» Text section

——

Current transformer architecture is a glorified pattern matcher. It was literally created to translate languages. We've scaled it up, added RLHF, made it chat — but at its core, it's still doing statistical pattern matching over sequences.

When Ramanujan came up with his formulas, when Gödel proved incompleteness, when Cantor invented set theory — these weren't in any training distribution. There was no historical precedent to pattern-match against. These required *seeing structure that didn't exist yet*.

LLMs can interpolate brilliantly within their training data. They cannot extrapolate to genuinely novel structures. That's the difference between pattern matching and understanding.

If I ask an LLM for business ideas, it'll suggest things that match my statistical profile — I'm a tech professional, so it'll say SaaS, consulting, AI tools. Plumbing? Probably not on the list.

But I'm a general-purpose agent. I can decide tomorrow to learn plumbing and start a plumbing business. The LLM sees the shadow of who I've been. I have access to the space of who I could become.

LLMs reason over P(outcome | observable profile). Humans reason over possibility space, not probability space. Completely different.

We need architectures that can:

- Build causal models of the world (not just statistical associations)

- Learn from minimal examples (a kid learns "dog" from 3 examples, not millions)

- Reason about novel structures that don't exist in training data

- Model agency — the ability of entities to change themselves

Scaling transformers won't get us there. It's like building a really good horse and hoping it becomes a car.

Curious what others think. Am I missing something, or is the current hype around scaling fundamentally misguided?

——

» About this exercise
Copy the section of the text on transformer architecture from "- Model agency" to "scaling fundamentally misguided?" word for word.

——

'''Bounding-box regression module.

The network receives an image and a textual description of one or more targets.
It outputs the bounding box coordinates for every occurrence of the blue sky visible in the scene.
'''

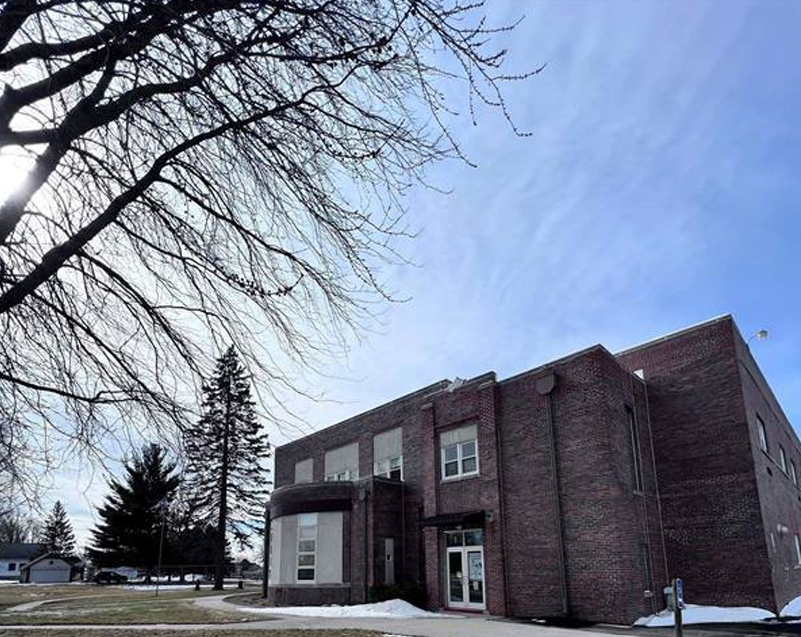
[53,0,801,548]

——

» Exercise output
- Model agency — the ability of entities to change themselves

Scaling transformers won't get us there. It's like building a really good horse and hoping it becomes a car.

Curious what others think. Am I missing something, or is the current hype around scaling fundamentally misguided?